● **Dataset entries**
┌────────

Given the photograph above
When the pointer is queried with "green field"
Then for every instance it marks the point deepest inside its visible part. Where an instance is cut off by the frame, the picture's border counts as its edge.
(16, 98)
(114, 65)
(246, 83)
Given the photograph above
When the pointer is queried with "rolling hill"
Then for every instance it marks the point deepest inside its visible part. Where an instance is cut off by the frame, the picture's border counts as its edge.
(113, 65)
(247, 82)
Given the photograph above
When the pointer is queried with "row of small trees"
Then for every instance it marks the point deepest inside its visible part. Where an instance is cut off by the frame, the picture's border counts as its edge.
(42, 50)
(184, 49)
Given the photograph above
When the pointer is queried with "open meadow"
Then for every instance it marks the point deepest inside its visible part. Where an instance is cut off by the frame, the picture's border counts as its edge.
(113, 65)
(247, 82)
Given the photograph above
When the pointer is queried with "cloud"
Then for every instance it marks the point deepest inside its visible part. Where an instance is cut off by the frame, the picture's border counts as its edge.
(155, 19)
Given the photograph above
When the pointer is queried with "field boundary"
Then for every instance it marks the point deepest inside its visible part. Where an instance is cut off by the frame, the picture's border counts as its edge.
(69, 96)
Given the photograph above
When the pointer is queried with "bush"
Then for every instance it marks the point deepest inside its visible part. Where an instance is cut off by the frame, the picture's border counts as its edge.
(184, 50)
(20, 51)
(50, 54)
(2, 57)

└────────
┌────────

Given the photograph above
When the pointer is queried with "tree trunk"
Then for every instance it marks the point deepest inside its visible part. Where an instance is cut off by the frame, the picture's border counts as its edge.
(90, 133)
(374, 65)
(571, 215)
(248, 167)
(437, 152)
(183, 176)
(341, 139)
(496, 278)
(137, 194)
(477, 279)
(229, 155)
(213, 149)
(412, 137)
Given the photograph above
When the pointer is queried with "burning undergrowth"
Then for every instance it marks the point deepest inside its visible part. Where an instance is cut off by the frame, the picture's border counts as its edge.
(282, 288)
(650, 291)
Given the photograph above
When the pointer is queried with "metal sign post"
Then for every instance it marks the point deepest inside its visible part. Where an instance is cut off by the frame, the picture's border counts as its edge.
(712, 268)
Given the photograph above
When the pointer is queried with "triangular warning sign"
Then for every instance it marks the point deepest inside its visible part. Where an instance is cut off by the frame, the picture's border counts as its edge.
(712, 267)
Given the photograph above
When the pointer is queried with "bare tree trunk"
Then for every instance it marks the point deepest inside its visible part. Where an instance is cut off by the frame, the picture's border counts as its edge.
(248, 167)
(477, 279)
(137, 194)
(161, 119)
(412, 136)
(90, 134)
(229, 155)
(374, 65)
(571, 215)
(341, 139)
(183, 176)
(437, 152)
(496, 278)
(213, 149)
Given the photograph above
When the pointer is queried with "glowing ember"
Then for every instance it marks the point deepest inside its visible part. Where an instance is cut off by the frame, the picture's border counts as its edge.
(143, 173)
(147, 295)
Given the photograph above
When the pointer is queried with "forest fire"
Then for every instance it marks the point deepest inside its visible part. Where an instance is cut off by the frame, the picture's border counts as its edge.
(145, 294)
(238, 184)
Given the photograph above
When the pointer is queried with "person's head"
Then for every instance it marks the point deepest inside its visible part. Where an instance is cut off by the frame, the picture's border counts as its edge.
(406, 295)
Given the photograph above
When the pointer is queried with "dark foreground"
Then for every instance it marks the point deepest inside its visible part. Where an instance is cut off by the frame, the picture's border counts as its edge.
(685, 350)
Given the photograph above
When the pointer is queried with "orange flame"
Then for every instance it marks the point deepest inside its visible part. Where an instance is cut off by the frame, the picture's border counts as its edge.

└────────

● **What you are asked to do**
For every line above that includes the word "trunk", return the line.

● **Answer box**
When the pointer is queried with "tree trunk"
When the pointer is queried with "bare tree trunk"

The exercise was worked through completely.